* Task requirements: Copy every record that appears below, exactly as it stands.

Records from a dataset

————

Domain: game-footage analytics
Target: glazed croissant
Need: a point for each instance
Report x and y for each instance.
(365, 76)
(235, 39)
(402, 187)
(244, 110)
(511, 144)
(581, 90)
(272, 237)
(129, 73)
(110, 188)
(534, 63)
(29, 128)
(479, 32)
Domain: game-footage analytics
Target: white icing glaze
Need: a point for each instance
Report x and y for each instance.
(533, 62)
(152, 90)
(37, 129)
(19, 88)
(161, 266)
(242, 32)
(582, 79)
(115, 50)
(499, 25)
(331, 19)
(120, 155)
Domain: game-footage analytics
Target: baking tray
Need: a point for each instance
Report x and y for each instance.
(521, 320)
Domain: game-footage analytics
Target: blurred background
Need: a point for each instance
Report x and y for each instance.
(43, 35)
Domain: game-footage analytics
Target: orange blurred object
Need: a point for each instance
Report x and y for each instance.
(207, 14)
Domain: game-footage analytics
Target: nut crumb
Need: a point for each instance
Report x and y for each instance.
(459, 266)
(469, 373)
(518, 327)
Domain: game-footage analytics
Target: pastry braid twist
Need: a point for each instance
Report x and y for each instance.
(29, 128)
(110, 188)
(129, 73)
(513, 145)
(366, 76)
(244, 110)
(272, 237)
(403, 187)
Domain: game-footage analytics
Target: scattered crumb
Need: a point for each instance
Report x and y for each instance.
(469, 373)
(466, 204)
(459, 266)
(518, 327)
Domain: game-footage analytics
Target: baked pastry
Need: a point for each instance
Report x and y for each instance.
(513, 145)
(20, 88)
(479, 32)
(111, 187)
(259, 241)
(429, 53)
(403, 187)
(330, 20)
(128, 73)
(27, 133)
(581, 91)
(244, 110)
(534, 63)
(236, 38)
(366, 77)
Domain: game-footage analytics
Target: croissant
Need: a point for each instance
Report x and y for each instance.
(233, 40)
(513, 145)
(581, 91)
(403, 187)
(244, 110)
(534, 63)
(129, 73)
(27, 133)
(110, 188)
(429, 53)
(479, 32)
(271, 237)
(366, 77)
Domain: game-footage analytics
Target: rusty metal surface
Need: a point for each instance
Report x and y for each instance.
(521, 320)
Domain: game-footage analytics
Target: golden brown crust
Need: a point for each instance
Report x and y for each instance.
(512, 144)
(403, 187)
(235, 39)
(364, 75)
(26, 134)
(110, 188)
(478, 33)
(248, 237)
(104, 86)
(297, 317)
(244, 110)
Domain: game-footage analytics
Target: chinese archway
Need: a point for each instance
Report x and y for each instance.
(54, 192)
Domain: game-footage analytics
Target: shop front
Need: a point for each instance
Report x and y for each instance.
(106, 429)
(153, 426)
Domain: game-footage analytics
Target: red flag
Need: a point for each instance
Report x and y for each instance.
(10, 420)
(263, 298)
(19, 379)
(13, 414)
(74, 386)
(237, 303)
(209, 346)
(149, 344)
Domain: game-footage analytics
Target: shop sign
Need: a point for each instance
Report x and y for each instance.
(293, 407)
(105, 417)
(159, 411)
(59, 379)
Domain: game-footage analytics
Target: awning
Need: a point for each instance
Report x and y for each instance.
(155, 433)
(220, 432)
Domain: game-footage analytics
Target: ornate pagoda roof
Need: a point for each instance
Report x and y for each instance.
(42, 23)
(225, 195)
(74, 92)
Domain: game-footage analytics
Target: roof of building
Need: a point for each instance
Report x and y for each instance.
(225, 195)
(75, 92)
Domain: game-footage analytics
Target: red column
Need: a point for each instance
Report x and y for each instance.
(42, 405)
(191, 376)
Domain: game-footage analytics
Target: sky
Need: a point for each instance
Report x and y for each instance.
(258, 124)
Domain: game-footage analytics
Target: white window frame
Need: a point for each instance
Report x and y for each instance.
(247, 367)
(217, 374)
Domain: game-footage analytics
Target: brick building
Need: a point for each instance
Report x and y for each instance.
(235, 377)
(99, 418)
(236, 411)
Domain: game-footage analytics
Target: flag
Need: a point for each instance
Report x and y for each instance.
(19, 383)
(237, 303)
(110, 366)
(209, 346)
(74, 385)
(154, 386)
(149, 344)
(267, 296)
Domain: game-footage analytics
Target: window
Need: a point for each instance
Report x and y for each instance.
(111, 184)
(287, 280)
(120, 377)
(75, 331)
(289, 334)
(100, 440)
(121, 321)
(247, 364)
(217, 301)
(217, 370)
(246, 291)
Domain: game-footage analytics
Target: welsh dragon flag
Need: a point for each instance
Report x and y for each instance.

————

* Your solution:
Domain: game-footage analytics
Target: glazed croissant
Need: a point for each instance
Report x and y for each instance.
(365, 76)
(235, 39)
(402, 187)
(244, 110)
(511, 144)
(581, 90)
(272, 237)
(129, 73)
(110, 188)
(534, 63)
(29, 128)
(479, 32)
Domain: game-footage analytics
Target: white icing glaze
Need: a point for each instance
Report x and y for each instance.
(533, 62)
(152, 90)
(37, 129)
(19, 88)
(161, 266)
(242, 32)
(582, 79)
(115, 50)
(499, 25)
(331, 19)
(120, 155)
Domain: game-footage analytics
Target: baking tray
Need: a point for each instance
Report x and y for each instance.
(521, 320)
Domain: game-footage analytics
Target: blurred background
Need: a point for each instance
Report x and y for each instance.
(43, 35)
Domain: game-footage analytics
Target: orange blurred object
Need: a point for each instance
Report x and y for each instance.
(207, 14)
Domain: game-footage analytics
Target: nut crumb
Need: a point for each instance
Report x and y for each instance.
(459, 266)
(469, 373)
(518, 327)
Domain: game-footage analytics
Target: pastry braid twist
Need: a point for each instance
Report x and y for each instance.
(29, 128)
(110, 188)
(129, 73)
(513, 145)
(366, 76)
(244, 110)
(272, 237)
(403, 187)
Domain: game-footage analytics
Target: scattered crumb
Need: a point for each instance
Report x and y for each instance.
(469, 373)
(466, 204)
(459, 266)
(518, 327)
Domain: game-footage analytics
Target: baked pastry
Need: a point for each instance
Report x and y for each instance.
(513, 145)
(20, 88)
(479, 32)
(111, 187)
(259, 241)
(429, 53)
(403, 187)
(330, 20)
(128, 73)
(27, 133)
(581, 91)
(244, 110)
(534, 63)
(236, 38)
(366, 77)
Domain: game-footage analytics
Target: croissant
Need: a point for each instance
Report x and y for each instance.
(233, 40)
(513, 145)
(581, 91)
(403, 187)
(244, 110)
(534, 63)
(129, 73)
(27, 133)
(110, 188)
(429, 53)
(479, 32)
(271, 237)
(366, 77)
Domain: game-footage analytics
Target: rusty metal surface
Need: a point for each instance
Report x and y for each instance.
(521, 320)
Domain: game-footage analytics
Target: golden brown crust
Need: a point for each instance
Report x and y for each instance.
(512, 144)
(403, 187)
(235, 39)
(364, 75)
(26, 134)
(110, 188)
(478, 33)
(248, 237)
(104, 86)
(297, 317)
(244, 110)
Domain: game-footage analytics
Target: chinese archway
Need: a point for each instance
Report x and y for each instance.
(54, 192)
Domain: game-footage analytics
Target: shop front
Need: a point for each instance
Report x and y for each instance.
(106, 429)
(153, 426)
Domain: game-footage analytics
Target: red flag
Need: a point for each instance
Report x and y for each instance.
(10, 420)
(263, 298)
(19, 379)
(13, 414)
(74, 386)
(237, 303)
(209, 346)
(149, 344)
Domain: game-footage analytics
Target: shop sign
Need: a point for each instance
Report x and y for each instance.
(293, 407)
(105, 417)
(159, 411)
(59, 379)
Domain: game-footage analytics
Target: awning
Need: a point for each instance
Report x and y for each instance.
(155, 433)
(220, 432)
Domain: game-footage analytics
Target: ornate pagoda roof
Need: a point for each instance
Report x and y for each instance.
(42, 23)
(225, 195)
(74, 92)
Domain: game-footage analytics
Target: roof of building
Need: a point for each instance
Report x and y for each instance.
(225, 195)
(75, 92)
Domain: game-footage analytics
Target: red column
Need: a point for each instance
Report x and y for each instance.
(42, 405)
(191, 376)
Domain: game-footage analytics
Target: sky
Need: a point for each instance
Report x and y for each instance.
(258, 124)
Domain: game-footage analytics
Target: white window frame
Need: a point for each instance
Report x and y for each instance.
(247, 367)
(217, 374)
Domain: game-footage analytics
Target: brick building
Need: a point for each instance
Report x and y for each instance.
(235, 377)
(99, 418)
(236, 411)
Domain: game-footage analytics
Target: flag
Need: a point for each instance
Report x and y for each instance.
(19, 383)
(237, 303)
(110, 366)
(209, 346)
(74, 385)
(154, 386)
(149, 344)
(267, 296)
Domain: game-footage analytics
Target: window
Need: a point for each instance
Report x and y for each instance.
(111, 184)
(287, 280)
(120, 377)
(75, 331)
(289, 334)
(100, 440)
(121, 321)
(247, 364)
(217, 301)
(217, 370)
(246, 291)
Domain: game-footage analytics
Target: welsh dragon flag
Need: a point for each instance
Report x and y for each instance.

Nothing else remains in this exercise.